Start of Material shown
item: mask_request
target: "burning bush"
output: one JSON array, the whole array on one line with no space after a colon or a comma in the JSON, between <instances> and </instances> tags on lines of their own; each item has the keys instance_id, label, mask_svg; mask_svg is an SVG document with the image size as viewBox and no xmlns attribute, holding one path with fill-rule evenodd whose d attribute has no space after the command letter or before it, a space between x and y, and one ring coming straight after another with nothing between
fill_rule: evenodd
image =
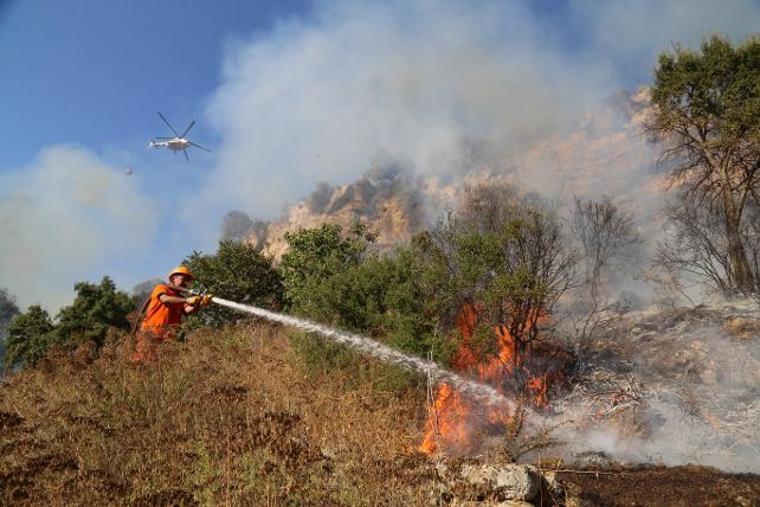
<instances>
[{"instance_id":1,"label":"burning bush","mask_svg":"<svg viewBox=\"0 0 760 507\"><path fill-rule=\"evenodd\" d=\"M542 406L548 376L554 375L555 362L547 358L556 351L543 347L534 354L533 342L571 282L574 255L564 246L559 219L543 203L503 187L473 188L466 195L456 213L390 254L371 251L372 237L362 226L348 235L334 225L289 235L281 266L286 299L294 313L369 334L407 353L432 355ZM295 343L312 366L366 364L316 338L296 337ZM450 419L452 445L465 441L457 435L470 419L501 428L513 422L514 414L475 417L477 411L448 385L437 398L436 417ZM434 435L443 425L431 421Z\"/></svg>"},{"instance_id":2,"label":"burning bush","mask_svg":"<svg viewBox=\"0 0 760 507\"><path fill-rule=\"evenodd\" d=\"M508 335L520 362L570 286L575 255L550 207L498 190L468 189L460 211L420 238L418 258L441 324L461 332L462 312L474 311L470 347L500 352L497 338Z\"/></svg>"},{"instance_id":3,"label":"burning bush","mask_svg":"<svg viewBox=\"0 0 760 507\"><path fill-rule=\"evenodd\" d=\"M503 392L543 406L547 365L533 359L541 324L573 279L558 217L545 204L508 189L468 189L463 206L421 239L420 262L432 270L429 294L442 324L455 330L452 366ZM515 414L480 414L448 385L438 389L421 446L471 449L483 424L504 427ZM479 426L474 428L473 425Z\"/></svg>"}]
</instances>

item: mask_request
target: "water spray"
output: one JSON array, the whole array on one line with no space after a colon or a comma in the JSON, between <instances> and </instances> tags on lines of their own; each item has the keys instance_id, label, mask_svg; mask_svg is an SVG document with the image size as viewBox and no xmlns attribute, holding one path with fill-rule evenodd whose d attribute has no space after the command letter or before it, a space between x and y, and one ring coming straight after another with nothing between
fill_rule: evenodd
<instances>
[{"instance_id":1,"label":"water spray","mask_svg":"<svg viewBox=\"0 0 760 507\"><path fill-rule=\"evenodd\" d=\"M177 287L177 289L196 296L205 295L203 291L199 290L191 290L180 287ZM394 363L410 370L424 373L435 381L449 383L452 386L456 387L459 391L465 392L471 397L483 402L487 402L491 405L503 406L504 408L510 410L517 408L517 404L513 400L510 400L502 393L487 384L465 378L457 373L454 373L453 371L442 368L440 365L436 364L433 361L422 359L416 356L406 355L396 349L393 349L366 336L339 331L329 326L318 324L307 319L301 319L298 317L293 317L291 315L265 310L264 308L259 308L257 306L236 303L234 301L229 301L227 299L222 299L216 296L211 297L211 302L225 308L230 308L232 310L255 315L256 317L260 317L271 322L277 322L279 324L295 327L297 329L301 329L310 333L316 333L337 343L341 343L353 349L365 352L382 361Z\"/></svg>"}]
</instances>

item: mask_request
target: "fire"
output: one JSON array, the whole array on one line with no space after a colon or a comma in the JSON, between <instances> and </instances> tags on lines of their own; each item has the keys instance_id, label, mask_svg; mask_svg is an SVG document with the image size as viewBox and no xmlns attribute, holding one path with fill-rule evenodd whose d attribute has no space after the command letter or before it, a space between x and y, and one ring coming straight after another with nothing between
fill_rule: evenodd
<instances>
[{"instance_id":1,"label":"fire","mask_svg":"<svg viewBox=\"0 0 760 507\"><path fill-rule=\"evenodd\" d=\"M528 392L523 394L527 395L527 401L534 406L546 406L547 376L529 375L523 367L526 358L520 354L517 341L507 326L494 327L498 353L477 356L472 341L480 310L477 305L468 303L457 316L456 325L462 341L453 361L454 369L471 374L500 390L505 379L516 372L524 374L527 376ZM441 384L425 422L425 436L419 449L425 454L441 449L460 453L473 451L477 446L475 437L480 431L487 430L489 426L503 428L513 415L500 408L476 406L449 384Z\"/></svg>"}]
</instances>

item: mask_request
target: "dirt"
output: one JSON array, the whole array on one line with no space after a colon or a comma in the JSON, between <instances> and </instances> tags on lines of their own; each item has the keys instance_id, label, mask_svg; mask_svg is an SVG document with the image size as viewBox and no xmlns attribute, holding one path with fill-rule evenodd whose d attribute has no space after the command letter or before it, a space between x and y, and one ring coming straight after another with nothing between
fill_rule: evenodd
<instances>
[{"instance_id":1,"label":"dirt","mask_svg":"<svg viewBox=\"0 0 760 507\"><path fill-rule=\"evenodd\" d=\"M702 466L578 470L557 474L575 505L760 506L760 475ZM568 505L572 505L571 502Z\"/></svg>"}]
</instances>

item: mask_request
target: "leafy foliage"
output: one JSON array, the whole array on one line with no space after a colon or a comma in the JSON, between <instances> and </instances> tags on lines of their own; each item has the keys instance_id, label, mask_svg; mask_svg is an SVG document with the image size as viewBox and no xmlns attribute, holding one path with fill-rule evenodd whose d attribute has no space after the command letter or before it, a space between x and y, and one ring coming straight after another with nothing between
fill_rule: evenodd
End of Material shown
**Problem requirements**
Gather all lines from the records above in which "target" appears.

**Output of the exercise**
target: "burning bush"
target: "water spray"
target: "fire"
target: "dirt"
target: "leafy foliage"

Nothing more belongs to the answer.